SUPPLIED DATA =
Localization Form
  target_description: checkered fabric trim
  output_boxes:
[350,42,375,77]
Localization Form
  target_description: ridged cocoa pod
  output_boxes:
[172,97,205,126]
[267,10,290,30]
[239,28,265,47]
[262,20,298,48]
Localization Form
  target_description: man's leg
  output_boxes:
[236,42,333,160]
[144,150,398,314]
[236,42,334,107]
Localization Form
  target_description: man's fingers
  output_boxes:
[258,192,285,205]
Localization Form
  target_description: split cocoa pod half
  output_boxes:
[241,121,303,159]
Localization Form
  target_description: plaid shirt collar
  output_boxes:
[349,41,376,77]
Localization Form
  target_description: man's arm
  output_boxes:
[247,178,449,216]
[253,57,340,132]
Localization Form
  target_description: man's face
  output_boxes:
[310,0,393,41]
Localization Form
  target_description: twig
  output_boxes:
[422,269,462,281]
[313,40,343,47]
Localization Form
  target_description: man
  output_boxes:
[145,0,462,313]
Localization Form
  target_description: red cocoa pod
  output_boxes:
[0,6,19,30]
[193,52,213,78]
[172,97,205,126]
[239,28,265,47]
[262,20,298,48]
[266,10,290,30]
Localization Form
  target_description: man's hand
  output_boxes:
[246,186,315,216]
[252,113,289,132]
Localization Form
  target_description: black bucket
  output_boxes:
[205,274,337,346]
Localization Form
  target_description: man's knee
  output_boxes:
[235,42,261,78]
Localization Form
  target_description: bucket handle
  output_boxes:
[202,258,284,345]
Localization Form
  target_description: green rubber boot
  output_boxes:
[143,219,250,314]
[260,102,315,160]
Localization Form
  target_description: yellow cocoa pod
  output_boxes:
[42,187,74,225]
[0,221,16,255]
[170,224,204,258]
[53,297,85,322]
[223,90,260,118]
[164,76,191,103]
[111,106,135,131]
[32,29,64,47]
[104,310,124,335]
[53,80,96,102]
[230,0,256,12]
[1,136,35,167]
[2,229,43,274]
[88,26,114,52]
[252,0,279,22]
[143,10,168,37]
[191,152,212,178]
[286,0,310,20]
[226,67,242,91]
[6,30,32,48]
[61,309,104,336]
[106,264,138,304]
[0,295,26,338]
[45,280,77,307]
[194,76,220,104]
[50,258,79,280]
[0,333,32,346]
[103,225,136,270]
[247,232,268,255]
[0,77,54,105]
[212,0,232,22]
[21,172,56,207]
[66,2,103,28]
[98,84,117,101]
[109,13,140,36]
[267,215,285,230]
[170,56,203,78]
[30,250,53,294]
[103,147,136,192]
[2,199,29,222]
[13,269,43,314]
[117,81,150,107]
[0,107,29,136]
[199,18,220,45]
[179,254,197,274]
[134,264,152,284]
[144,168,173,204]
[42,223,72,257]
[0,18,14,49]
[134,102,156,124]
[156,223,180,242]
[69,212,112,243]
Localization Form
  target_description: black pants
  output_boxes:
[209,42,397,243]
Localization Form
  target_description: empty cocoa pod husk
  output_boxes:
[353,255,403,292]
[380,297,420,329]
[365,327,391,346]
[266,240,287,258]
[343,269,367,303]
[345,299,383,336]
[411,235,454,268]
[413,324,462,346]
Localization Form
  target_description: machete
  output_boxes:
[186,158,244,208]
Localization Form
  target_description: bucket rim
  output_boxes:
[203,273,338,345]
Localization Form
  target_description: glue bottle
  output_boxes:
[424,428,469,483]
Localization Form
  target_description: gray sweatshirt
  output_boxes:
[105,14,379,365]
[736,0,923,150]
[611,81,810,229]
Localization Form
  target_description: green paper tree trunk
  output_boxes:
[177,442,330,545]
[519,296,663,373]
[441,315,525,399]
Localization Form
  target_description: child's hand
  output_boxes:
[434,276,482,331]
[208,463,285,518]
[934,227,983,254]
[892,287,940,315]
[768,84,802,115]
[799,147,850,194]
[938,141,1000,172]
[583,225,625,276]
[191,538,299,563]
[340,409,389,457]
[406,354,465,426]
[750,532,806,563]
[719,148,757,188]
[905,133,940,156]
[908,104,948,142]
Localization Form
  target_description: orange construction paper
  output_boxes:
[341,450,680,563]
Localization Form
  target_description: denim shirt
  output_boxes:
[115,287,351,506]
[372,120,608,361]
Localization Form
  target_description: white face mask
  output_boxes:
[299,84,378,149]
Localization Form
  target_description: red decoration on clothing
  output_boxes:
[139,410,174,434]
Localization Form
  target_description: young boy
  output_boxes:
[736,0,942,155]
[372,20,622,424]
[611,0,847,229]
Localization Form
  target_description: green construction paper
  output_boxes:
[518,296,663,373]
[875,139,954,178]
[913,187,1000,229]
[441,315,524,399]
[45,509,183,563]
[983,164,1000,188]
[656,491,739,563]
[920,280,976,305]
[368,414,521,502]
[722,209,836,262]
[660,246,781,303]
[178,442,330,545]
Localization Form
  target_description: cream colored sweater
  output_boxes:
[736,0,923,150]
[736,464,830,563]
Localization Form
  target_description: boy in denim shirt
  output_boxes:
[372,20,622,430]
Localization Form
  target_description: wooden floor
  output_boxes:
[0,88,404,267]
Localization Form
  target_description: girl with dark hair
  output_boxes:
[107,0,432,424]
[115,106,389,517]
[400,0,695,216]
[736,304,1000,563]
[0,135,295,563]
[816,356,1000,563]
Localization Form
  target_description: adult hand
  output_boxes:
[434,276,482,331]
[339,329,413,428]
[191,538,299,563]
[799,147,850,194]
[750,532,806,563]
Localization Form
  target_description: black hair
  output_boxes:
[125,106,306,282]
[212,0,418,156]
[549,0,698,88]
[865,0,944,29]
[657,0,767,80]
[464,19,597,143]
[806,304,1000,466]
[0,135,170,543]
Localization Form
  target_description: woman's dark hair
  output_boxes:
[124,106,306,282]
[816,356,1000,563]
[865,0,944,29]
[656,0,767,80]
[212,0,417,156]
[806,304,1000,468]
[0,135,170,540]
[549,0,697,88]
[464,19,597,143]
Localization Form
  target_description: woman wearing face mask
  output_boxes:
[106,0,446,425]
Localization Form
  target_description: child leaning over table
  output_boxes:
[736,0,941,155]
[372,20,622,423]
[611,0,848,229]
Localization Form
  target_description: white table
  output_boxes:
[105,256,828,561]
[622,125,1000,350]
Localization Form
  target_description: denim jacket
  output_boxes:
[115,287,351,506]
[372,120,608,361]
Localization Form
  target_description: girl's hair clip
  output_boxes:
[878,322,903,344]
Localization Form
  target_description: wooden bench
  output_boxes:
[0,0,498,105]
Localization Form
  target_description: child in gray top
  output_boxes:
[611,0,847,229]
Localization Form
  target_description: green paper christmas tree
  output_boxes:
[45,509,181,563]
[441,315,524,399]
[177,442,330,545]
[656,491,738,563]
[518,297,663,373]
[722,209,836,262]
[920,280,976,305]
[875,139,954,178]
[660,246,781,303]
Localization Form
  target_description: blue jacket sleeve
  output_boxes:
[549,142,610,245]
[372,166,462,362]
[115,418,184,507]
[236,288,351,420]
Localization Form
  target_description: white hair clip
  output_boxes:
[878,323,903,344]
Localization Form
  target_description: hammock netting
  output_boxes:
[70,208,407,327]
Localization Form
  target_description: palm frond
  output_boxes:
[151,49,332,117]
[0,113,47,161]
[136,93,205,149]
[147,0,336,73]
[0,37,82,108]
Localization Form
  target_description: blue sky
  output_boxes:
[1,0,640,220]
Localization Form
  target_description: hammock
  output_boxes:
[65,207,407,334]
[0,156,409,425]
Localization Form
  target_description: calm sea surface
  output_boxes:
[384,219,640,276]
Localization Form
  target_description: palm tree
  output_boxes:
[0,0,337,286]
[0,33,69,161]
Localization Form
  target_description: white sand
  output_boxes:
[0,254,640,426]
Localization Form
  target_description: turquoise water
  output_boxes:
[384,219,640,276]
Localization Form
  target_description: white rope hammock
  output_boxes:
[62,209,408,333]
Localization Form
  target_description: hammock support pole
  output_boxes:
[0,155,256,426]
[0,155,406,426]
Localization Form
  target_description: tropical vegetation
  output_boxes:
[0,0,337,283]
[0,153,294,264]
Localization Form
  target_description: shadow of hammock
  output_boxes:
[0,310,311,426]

EXERCISE DESCRIPTION = Collect every line above that contains the string "tree", copying each one in full.

FINAL ANSWER =
  target_description: green paper tree trunk
  target_description: green paper christmas tree
  target_description: palm tree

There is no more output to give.